## Supplied records
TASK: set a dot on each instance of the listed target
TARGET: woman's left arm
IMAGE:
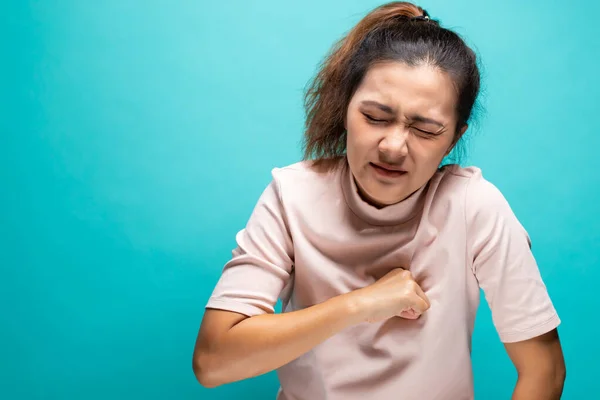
(522, 311)
(540, 366)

## Work instructions
Reproduce the data above word for word, leaving out the pictures.

## Task result
TASK: set a dot on each instance of the listed target
TARGET: woman's left arm
IMAGE:
(522, 311)
(540, 366)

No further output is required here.